(Entries from a dataset)
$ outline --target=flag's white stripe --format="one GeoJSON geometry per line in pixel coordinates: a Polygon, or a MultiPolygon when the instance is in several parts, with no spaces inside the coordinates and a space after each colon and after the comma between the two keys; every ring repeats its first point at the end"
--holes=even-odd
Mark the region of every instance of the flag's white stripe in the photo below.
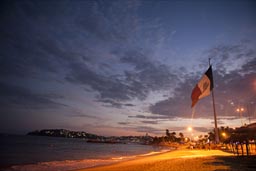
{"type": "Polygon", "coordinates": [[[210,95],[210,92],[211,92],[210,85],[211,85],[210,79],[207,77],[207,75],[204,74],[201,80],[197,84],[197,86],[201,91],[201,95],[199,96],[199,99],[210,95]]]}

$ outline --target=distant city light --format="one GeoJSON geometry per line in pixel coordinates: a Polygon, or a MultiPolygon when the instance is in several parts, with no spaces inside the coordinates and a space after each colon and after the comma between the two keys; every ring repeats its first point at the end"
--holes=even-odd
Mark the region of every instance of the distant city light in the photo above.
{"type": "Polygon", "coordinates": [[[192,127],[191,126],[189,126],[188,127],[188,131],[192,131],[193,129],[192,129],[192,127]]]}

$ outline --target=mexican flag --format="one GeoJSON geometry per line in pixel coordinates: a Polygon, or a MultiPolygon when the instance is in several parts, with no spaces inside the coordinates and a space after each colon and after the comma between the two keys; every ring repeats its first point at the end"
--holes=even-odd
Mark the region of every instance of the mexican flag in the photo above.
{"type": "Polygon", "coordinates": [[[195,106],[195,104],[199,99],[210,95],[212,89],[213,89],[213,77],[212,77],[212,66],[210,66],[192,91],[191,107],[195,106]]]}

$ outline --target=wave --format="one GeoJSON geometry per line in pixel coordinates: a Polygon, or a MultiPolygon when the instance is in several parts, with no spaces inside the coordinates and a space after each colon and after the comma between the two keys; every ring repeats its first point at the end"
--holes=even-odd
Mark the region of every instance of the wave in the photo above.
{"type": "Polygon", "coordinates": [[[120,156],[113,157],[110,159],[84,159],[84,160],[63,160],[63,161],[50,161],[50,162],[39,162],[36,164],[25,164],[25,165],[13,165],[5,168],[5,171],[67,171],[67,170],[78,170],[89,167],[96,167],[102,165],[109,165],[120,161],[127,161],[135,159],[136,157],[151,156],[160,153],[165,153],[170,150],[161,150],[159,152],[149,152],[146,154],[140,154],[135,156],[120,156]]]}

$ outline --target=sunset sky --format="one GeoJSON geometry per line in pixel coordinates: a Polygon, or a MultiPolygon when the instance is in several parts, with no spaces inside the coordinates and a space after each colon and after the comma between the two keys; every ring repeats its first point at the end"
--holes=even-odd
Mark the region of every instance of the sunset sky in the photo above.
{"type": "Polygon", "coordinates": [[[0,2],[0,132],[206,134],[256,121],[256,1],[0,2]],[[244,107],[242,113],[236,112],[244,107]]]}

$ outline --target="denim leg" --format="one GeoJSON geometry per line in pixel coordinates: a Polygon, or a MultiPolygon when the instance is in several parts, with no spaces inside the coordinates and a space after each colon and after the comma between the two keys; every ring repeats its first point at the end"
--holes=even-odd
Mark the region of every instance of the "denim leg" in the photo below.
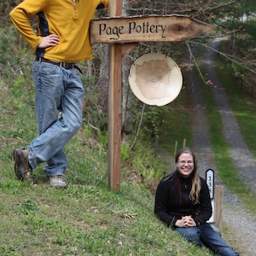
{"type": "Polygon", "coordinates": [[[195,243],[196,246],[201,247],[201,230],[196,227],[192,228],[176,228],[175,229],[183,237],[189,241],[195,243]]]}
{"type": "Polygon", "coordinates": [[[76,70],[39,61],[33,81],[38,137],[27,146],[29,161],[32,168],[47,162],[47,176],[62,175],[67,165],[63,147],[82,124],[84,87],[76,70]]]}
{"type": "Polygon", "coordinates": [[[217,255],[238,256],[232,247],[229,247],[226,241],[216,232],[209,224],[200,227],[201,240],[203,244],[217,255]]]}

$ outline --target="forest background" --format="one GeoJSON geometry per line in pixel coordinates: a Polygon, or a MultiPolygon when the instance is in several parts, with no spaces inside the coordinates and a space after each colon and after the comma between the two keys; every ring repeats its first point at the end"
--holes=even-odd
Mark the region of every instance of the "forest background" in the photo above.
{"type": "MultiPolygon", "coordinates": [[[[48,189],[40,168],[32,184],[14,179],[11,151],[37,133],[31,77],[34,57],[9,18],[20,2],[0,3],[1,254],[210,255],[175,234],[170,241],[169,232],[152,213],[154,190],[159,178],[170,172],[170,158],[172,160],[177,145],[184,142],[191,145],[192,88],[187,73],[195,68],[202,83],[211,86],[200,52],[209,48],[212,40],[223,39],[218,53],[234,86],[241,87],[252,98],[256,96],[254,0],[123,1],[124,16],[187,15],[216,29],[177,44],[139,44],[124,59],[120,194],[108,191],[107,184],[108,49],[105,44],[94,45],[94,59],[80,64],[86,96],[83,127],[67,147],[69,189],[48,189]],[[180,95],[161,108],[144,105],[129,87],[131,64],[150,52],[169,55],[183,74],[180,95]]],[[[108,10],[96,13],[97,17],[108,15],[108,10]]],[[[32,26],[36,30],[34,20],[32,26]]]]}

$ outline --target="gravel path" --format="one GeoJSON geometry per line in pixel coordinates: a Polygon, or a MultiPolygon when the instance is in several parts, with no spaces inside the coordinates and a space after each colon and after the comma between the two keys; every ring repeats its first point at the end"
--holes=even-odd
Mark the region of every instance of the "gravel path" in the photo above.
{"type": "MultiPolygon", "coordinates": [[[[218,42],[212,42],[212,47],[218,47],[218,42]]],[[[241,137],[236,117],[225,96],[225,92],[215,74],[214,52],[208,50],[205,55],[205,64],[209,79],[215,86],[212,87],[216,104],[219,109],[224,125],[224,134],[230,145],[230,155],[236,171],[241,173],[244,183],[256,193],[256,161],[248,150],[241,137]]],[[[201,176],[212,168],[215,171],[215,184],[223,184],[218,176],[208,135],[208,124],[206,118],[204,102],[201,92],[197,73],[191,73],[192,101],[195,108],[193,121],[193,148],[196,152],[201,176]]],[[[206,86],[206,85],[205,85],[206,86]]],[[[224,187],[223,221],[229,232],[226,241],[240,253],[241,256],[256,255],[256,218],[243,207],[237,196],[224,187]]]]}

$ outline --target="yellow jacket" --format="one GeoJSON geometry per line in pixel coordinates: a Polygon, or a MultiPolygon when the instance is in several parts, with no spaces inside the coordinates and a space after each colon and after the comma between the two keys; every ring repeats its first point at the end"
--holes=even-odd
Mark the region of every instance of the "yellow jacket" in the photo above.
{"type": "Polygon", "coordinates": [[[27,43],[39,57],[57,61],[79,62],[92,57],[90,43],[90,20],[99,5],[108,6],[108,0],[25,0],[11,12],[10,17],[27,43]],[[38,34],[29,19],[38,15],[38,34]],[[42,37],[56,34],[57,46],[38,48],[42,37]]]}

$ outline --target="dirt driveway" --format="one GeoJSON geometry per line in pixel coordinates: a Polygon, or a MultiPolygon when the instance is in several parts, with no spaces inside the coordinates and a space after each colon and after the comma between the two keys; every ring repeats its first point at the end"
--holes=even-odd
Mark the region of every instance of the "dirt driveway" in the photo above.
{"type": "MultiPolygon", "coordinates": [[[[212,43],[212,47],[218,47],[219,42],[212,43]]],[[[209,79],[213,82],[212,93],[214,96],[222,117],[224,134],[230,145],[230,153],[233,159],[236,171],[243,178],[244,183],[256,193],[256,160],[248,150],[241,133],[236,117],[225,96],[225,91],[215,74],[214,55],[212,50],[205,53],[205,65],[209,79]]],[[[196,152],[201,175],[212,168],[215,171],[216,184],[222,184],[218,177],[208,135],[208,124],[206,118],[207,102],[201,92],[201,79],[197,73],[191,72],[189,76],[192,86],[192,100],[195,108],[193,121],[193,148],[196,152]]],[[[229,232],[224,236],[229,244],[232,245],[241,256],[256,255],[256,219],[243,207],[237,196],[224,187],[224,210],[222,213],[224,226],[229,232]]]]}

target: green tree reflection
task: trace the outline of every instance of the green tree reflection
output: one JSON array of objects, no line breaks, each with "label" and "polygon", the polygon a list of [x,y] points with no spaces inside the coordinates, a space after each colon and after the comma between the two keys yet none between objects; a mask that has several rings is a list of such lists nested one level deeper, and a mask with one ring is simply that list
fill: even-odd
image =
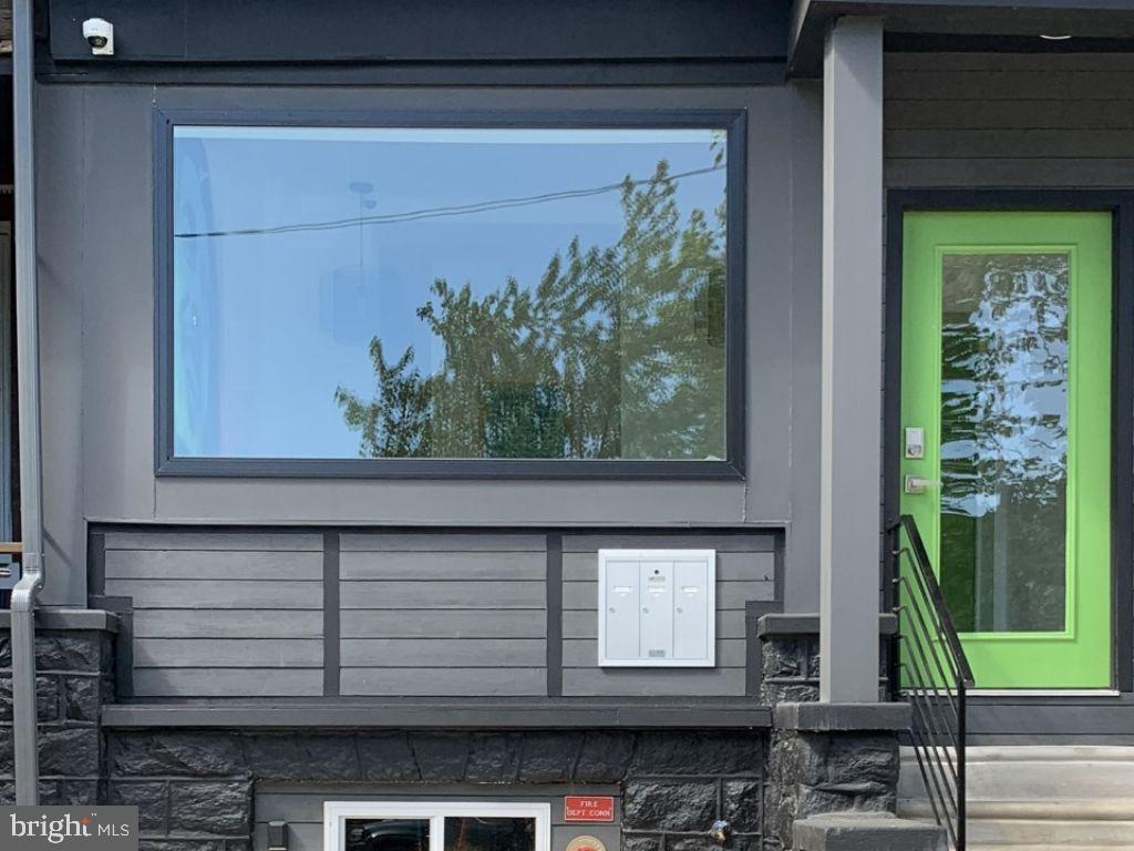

#### Prompt
Put the lines above, starting at the one containing "target: green tree reflection" and ending at the one containing "task: trace the", into a Markdown table with the columns Row and Line, one row per line with blank lines dropped.

#### Written solution
| Row | Line |
|---|---|
| 1 | target: green tree reflection |
| 2 | task: trace the outline of every instance of the green tree reflection |